**What the exercise asks**
Your reply should be one number: how many lines of the records below contain the string "dock".

Image-backed grounding data:
--

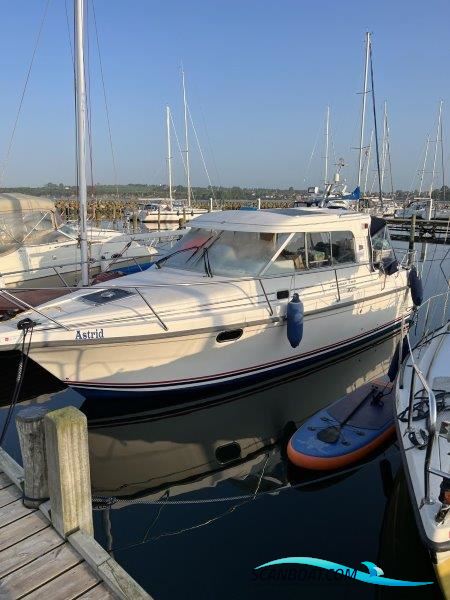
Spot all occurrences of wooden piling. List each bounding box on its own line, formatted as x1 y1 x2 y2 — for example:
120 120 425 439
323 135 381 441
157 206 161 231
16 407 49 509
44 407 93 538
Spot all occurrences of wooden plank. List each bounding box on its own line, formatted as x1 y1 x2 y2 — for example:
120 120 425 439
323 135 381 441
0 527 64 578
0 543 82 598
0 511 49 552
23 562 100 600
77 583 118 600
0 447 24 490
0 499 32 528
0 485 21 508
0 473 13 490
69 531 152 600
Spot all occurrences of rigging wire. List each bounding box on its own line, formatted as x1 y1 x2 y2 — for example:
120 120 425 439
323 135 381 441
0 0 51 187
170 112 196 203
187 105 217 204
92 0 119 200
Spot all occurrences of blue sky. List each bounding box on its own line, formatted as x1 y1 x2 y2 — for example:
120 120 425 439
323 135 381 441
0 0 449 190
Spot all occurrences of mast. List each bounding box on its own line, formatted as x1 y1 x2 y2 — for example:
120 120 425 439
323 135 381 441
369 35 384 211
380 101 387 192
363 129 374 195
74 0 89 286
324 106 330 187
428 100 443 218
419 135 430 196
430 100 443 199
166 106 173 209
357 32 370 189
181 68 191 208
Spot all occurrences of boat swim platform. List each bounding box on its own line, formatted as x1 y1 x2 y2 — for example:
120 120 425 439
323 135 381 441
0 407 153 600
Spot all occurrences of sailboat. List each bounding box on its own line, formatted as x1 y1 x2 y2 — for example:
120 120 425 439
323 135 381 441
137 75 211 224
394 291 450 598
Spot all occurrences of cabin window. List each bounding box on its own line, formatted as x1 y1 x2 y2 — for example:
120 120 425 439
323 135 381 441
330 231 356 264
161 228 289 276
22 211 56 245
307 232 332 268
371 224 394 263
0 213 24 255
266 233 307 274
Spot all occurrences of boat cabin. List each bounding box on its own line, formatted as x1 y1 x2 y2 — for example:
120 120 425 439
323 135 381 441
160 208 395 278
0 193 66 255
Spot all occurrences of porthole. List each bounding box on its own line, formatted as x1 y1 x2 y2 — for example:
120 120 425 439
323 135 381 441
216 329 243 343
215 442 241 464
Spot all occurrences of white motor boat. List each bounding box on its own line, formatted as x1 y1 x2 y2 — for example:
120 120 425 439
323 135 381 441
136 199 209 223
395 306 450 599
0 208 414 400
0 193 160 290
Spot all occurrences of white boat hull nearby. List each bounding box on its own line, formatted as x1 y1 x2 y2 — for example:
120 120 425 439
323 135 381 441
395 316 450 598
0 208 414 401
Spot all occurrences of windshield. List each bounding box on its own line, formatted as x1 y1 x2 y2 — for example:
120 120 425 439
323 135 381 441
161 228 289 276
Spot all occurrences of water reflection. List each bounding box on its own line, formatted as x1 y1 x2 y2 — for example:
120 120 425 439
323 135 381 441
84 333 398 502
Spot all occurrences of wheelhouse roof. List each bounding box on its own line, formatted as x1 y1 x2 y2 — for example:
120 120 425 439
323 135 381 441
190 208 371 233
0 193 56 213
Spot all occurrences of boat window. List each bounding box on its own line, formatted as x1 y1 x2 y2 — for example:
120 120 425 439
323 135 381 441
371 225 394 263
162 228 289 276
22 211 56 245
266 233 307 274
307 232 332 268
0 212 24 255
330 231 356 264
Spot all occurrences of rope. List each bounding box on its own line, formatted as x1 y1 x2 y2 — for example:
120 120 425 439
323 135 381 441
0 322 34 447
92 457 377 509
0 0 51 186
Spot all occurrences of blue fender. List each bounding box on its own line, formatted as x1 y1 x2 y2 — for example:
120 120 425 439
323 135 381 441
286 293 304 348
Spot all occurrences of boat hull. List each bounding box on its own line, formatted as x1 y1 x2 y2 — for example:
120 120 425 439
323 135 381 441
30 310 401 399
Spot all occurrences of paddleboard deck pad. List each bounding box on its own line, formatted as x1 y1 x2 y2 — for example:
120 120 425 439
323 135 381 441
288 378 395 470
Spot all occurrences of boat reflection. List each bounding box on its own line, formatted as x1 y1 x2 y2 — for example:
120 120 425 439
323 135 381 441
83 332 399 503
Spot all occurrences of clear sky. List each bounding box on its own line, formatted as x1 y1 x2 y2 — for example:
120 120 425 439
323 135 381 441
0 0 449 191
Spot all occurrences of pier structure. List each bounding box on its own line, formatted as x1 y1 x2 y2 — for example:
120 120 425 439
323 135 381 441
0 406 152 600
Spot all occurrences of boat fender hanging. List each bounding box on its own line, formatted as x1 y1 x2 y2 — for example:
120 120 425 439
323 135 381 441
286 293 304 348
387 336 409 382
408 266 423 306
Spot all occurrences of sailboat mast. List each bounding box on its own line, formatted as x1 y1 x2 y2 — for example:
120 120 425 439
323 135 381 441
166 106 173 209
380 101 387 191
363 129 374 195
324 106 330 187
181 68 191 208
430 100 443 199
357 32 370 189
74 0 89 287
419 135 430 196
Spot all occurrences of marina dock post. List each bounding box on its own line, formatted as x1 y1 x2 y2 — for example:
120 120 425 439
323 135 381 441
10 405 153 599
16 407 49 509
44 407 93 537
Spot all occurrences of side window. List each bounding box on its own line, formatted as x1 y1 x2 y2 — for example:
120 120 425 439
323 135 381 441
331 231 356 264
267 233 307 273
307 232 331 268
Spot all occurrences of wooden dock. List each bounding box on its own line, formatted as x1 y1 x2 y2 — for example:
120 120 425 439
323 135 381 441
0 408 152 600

--

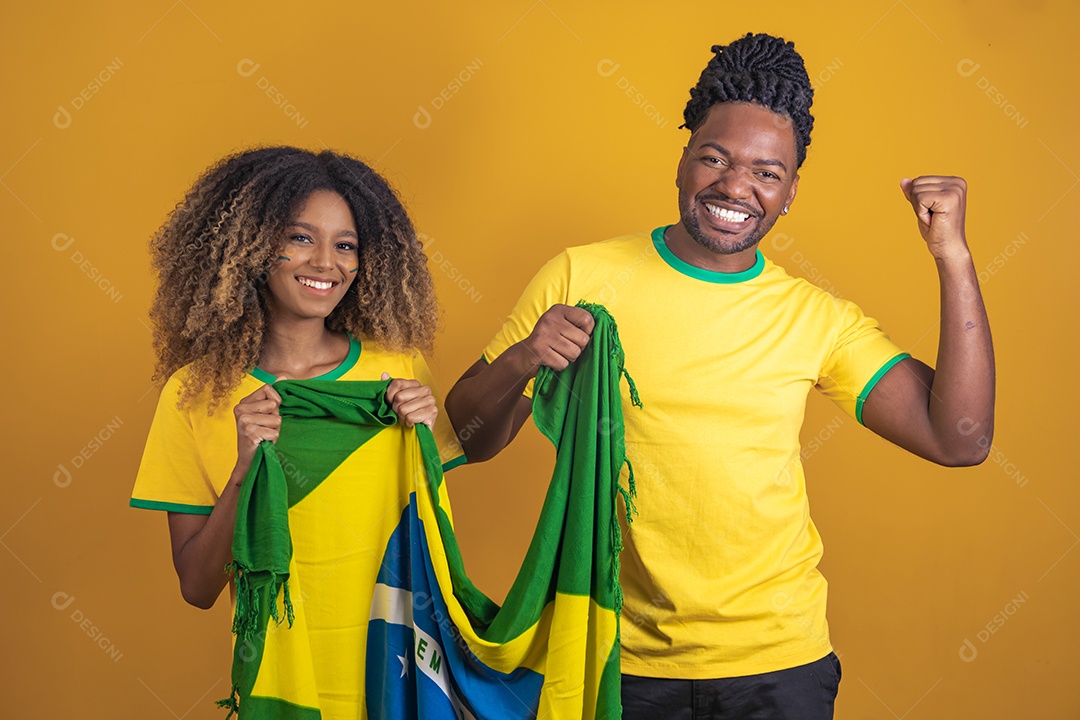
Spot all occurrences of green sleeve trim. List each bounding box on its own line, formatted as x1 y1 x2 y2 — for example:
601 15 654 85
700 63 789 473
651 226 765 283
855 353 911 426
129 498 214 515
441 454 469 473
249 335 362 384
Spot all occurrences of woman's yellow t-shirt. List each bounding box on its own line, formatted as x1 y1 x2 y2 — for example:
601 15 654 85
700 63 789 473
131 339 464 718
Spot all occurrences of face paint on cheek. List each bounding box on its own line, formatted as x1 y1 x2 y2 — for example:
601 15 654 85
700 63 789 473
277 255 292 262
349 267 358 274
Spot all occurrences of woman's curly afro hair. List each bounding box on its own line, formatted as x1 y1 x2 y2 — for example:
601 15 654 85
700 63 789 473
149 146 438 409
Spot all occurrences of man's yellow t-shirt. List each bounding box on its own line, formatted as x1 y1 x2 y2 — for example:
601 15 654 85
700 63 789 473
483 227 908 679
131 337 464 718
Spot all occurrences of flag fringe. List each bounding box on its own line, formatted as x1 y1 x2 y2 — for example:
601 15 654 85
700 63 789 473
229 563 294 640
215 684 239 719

--

**Expected answer**
2